Instruction A =>
Check each statement against the TStringList thread and answer yes or no, quoting the words from the thread that settle it: (i) In the program's output, 'a' is listed first. (ii) The upper E keeps its accent in the output. (iii) Uncommenting the commented StringOfChar line causes a compiler error.

[Text start]

Recent

Author Topic: A simple sane question to end insanity! TStringList in unicode mode  (Read 24102 times)

EganSolo

  • Sr. Member
  • ****
  • Posts: 290
Re: A simple sane question to end insanity! TStringList in unicode mode
« Reply #15 on: August 15, 2017, 09:37:58 am »
My apologies, JuhaManninen, I did read the page with the link you gave me but I was not able to understand it. It must be me, so let me take a second read and see what it says exactly.

Not trying to be difficult.  :) It's just this is not a straightforward topic.

EganSolo

  • Sr. Member
  • ****
  • Posts: 290
Re: A simple sane question to end insanity! TStringList in unicode mode
« Reply #16 on: August 15, 2017, 10:46:53 am »
So, I've read these pages again and I hope I understood this right.
Here's a sample program I wrote, based on what I thought I read in these pages...
Code: Pascal  [Select][+][-]
  1. program Project1;
  2. Uses LazUTF8, Classes;
  3. Var SL : TStringList;
  4. begin
  5.   SL := TStringList.Create;
  6.  
  7.   With Sl do
  8.   begin
  9.     Sorted        := true;
  10.     CaseSensitive := True;
  11.     Add('Garçon'  );
  12.     Add('Èternuer');
  13.     Add('éternuer');
  14.     Add('B');
  15.     Add('a');
  16.     //Next line does not compile
  17.     //Add(StringOfChar('ö', 5));
  18.   end;
  19.   Writeln('1: ' , SL[0]);
  20.   Writeln('2: ' , SL[1]);
  21.   Writeln('3: ' , SL[2]);
  22.   Writeln('4: ' , SL[3]);
  23.   Writeln('5: ' , SL[4]);
  24.   readln;
  25.   SL.Free;
  26. end.                
  27.  

When I run this code, I get the following output:
1: a
2: B
3: éternuer
4: Eternuer
5: Garçon

Three things to note:
  • Is 'a' supposed to be less than 'B'? In the ascii table, 'a' is greater than 'B'. Am I forgetting to switch to the right code page?
  • The accent on the upper E is missing... it should be É but I get back E.
  • StringOfChar seems to be hardcoded to ansiChar and it does not seem to switch to unicode. In fact, if you uncomment the one commented line of code, you'll get a compiler error.

[Text end]
[Record list start]

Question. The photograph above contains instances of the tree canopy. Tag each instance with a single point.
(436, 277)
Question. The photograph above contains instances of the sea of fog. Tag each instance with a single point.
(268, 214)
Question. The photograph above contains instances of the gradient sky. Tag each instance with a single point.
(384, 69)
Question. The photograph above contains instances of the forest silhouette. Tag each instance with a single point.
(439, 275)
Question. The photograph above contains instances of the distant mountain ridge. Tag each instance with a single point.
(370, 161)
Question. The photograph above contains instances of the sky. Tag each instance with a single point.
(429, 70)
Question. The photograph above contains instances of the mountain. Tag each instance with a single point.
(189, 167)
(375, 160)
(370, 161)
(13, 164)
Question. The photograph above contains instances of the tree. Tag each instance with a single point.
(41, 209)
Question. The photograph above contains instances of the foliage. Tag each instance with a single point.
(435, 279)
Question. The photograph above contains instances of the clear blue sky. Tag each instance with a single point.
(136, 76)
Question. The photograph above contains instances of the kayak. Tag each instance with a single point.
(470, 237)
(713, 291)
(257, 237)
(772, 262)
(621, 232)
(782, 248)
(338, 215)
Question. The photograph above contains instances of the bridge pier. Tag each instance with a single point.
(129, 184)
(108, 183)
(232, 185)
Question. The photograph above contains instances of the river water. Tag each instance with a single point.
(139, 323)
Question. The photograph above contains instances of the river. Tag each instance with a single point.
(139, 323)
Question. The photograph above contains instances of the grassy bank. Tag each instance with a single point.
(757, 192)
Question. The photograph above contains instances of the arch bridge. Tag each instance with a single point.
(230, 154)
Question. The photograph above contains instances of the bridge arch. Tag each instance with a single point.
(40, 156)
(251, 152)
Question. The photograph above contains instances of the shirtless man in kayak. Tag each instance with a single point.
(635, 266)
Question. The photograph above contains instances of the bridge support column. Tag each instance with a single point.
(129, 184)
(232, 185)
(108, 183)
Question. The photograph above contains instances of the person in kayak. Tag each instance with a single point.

[Record list end]

Instruction B =>
In the rows, update the lines from the line with "Question. The photograph above contains instances of the arch" through the end of the rows, replacing "kayak" with "canoe" and keeping everything else the same. Output only those lines.

Expected output A =>
(i) Yes: "1: a"
(ii) No: "The accent on the upper E is missing... it should be É but I get back E."
(iii) Yes: "if you uncomment the one commented line of code, you'll get a compiler error."

Expected output B =>
Question. The photograph above contains instances of the arch bridge. Tag each instance with a single point.
(230, 154)
Question. The photograph above contains instances of the bridge arch. Tag each instance with a single point.
(40, 156)
(251, 152)
Question. The photograph above contains instances of the shirtless man in canoe. Tag each instance with a single point.
(635, 266)
Question. The photograph above contains instances of the bridge support column. Tag each instance with a single point.
(129, 184)
(232, 185)
(108, 183)
Question. The photograph above contains instances of the person in canoe. Tag each instance with a single point.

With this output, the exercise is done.